Comment contrer les clauses défavorables l’assuré : opposabilité des déchéances et des exclusions de garantie

Comment contrer les clauses défavorables l'assuré : opposabilité des déchéances et des exclusions de garantie

Saviez-vous que les déchéances et exclusions de garantie prévues au contrat ne vous sont pas toujours opposables ?

Vous avez souscrit un contrat d’assurance, vous payez vos primes d’assurance depuis un temps plus ou moins long, un sinistre est survenu, vous l’avez régulièrement déclaré, et pourtant, votre compagnie d’assurance ne veut pas couvrir le risque ? Une clause du contrat ou une déchéance est mise en avant par l’assureur pour échapper à sa responsabilité contractuelle ?
Rien n’est perdu. En effet, nous allons voir qu’il ne suffit pas qu’une clause soit licite pour qu’elle vous soit opposable.
D’abord, l’article L.113-1 du Code des assurances dispose que « les pertes et les dommages occasionnés par des cas fortuits ou causés par la faute de l’assuré sont à la charge de l’assureur, sauf exclusion formelle et limitée contenue dans la police.

------------------------

▶ _Votre tâche_
Recopiez le passage du texte sur les clauses d'assurance depuis « Comment contrer les clauses défavorables l’assuré » jusqu'à « vous soit opposable. » inclus.

▶ _Données sources_
------------------------

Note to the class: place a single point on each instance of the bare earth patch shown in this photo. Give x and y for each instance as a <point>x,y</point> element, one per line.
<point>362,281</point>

------------------------

▶ _Solution complète_
Comment contrer les clauses défavorables l’assuré : opposabilité des déchéances et des exclusions de garantie

Comment contrer les clauses défavorables l'assuré : opposabilité des déchéances et des exclusions de garantie

Saviez-vous que les déchéances et exclusions de garantie prévues au contrat ne vous sont pas toujours opposables ?

Vous avez souscrit un contrat d’assurance, vous payez vos primes d’assurance depuis un temps plus ou moins long, un sinistre est survenu, vous l’avez régulièrement déclaré, et pourtant, votre compagnie d’assurance ne veut pas couvrir le risque ? Une clause du contrat ou une déchéance est mise en avant par l’assureur pour échapper à sa responsabilité contractuelle ?
Rien n’est perdu. En effet, nous allons voir qu’il ne suffit pas qu’une clause soit licite pour qu’elle vous soit opposable.